**REQUIRED ACTION:** From the records below, copy out each line that has the word "person".

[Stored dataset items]
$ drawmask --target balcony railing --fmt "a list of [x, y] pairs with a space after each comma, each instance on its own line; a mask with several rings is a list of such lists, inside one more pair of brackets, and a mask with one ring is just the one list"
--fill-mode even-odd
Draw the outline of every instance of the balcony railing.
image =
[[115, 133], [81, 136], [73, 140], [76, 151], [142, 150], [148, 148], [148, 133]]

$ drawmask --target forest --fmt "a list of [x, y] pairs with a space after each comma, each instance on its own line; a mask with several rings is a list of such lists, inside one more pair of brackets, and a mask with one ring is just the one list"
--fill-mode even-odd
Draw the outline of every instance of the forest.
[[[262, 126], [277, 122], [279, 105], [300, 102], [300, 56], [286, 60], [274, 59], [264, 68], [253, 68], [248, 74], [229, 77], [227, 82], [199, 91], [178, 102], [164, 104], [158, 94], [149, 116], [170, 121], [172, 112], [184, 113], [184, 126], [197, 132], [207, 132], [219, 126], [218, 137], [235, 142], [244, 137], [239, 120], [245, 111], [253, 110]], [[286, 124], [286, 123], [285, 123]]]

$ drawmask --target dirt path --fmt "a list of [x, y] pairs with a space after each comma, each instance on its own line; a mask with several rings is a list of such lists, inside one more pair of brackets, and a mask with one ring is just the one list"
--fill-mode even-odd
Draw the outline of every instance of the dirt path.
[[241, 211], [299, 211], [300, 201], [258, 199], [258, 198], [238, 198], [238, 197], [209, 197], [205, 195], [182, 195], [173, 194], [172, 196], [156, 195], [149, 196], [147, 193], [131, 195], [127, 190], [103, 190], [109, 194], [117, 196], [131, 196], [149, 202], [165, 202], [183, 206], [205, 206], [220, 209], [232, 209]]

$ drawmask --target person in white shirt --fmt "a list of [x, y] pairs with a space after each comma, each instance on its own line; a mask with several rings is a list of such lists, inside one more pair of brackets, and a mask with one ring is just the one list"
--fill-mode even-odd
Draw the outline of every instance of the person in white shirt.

**EXERCISE OUTPUT:**
$ drawmask --target person in white shirt --fmt "a list of [x, y] pairs with a space after each comma, each instance on its own line; a mask with several rings is a list of such lists, inside one more pair of brackets, and a mask with one ring is just the one list"
Draw the outline of every instance of the person in white shirt.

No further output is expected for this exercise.